Given records:
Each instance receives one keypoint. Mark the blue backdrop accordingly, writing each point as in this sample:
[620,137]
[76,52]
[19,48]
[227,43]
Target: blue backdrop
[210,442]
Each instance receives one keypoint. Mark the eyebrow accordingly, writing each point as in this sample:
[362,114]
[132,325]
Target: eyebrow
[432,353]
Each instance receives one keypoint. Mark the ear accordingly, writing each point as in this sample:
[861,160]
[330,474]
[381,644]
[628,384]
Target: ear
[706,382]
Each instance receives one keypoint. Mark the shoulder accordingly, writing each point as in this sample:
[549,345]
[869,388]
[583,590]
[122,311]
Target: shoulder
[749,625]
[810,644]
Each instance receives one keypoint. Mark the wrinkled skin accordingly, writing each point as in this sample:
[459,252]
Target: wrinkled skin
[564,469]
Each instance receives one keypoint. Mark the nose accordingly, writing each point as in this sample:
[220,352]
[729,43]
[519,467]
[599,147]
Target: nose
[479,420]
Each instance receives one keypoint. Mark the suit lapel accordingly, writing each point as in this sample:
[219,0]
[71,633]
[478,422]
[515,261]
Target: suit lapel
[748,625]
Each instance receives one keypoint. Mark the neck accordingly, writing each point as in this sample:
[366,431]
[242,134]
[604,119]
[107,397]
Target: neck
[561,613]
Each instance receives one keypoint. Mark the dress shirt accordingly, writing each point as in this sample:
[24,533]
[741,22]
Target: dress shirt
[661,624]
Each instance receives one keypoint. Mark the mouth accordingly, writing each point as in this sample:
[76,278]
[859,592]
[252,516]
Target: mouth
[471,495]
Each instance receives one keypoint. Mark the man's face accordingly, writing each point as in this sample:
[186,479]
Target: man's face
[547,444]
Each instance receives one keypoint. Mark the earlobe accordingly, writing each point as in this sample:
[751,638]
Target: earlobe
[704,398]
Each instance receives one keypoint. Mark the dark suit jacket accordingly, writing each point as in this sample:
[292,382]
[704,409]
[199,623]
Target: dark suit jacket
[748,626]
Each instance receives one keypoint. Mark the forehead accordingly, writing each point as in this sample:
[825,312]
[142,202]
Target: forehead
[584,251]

What to produce: Please revise all of the records above, changing "keypoint" to "marker" wherever it occurs and leaving every other part untouched.

The solution:
Each instance receives one marker. Mark the blue backdrop accordingly, writing each point as in this sample:
[620,137]
[76,52]
[19,48]
[227,43]
Target: blue backdrop
[210,442]
Each instance receives one marker. Mark the eyebrow accordingly, writing each point as in this sample:
[362,114]
[132,325]
Target: eyebrow
[432,353]
Each instance receives one marker. Mark the ear accordingly, writing each point as in this sample:
[861,160]
[330,474]
[381,644]
[628,384]
Target: ear
[706,382]
Each instance receives one marker. Mark the shoulder accordingly, writing each point as in this sample:
[549,345]
[869,388]
[583,590]
[122,311]
Target: shoulder
[749,625]
[810,644]
Each instance receives one marker. Mark the wrinkled skin accordingly, writing each point as in this sample:
[459,252]
Target: wrinkled skin
[564,469]
Each instance receives one marker. Mark the nose accordingly, writing each point as in this sample:
[220,352]
[729,43]
[519,467]
[599,147]
Target: nose
[479,420]
Each instance receives one marker. Mark the suit lapel accordingly, writing each point as in this sample:
[219,0]
[71,633]
[478,422]
[515,261]
Target: suit lapel
[748,625]
Each instance receives one marker. Mark the neck accordingly, writing each point as in this sample:
[366,431]
[242,134]
[604,119]
[107,397]
Target: neck
[561,613]
Each instance receives one marker. Mark the dress shirt accordingly, writing each point as in this sample:
[24,533]
[741,22]
Target: dress shirt
[661,624]
Each instance receives one marker. Mark the mouth accordingly, writing each point as in this sample:
[76,278]
[859,592]
[252,516]
Target: mouth
[471,495]
Each instance receives one marker. Mark the man's face accordingly, writing each point as in this sample:
[186,479]
Target: man's face
[547,444]
Each instance receives one marker. Mark the earlobe accordingly, writing each point as in this sample:
[751,638]
Target: earlobe
[704,398]
Each instance receives one marker. Mark the dark suit jacket accordingly, writing each point as in this sample:
[292,382]
[704,409]
[199,623]
Target: dark suit jacket
[748,626]
Each instance receives one marker. Mark the forehead accordingly, writing each point as in this sample:
[825,312]
[142,202]
Target: forehead
[584,251]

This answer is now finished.